REQUIRED WORK ::
Within the lines below, find those that hold the string "police" and copy each one.

Extracted records ::
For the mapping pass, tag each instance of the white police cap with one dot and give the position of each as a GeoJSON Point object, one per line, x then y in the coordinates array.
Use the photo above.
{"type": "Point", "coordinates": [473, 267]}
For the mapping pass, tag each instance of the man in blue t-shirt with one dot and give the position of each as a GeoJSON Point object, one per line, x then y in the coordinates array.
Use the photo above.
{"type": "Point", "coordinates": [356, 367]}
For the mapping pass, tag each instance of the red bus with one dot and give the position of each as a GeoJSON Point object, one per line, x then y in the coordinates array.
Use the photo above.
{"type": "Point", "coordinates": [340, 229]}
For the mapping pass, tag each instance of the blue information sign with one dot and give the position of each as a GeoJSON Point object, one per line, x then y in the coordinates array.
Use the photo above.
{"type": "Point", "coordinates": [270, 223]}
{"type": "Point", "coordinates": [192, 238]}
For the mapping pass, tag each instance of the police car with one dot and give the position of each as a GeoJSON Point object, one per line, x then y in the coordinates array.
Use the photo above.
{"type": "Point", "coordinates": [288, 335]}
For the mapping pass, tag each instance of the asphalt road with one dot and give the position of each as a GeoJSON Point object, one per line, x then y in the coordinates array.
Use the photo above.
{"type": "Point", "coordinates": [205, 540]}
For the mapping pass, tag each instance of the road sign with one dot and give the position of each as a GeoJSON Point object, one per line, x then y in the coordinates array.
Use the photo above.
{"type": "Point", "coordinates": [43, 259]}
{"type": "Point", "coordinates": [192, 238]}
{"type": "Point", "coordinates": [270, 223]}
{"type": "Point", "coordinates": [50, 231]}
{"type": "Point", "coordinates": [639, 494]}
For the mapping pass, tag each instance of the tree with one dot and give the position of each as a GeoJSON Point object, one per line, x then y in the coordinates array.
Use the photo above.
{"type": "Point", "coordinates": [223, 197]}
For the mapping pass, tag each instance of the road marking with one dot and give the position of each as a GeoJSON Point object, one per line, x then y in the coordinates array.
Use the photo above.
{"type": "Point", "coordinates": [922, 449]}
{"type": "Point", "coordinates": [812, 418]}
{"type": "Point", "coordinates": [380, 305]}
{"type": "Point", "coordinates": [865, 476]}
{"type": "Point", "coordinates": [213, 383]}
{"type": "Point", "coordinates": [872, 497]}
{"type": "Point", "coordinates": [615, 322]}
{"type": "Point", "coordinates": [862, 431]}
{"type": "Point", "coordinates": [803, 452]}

WORKED SOLUTION ::
For the mapping pass, tag each instance of the white police cap with one dot and give the position of each as a GeoJSON Point object, one per line, x then y in the coordinates array.
For the mapping pass, tag each instance of the police car with one dot and give the position of each as a GeoJSON Point object, one per line, x then y in the coordinates array.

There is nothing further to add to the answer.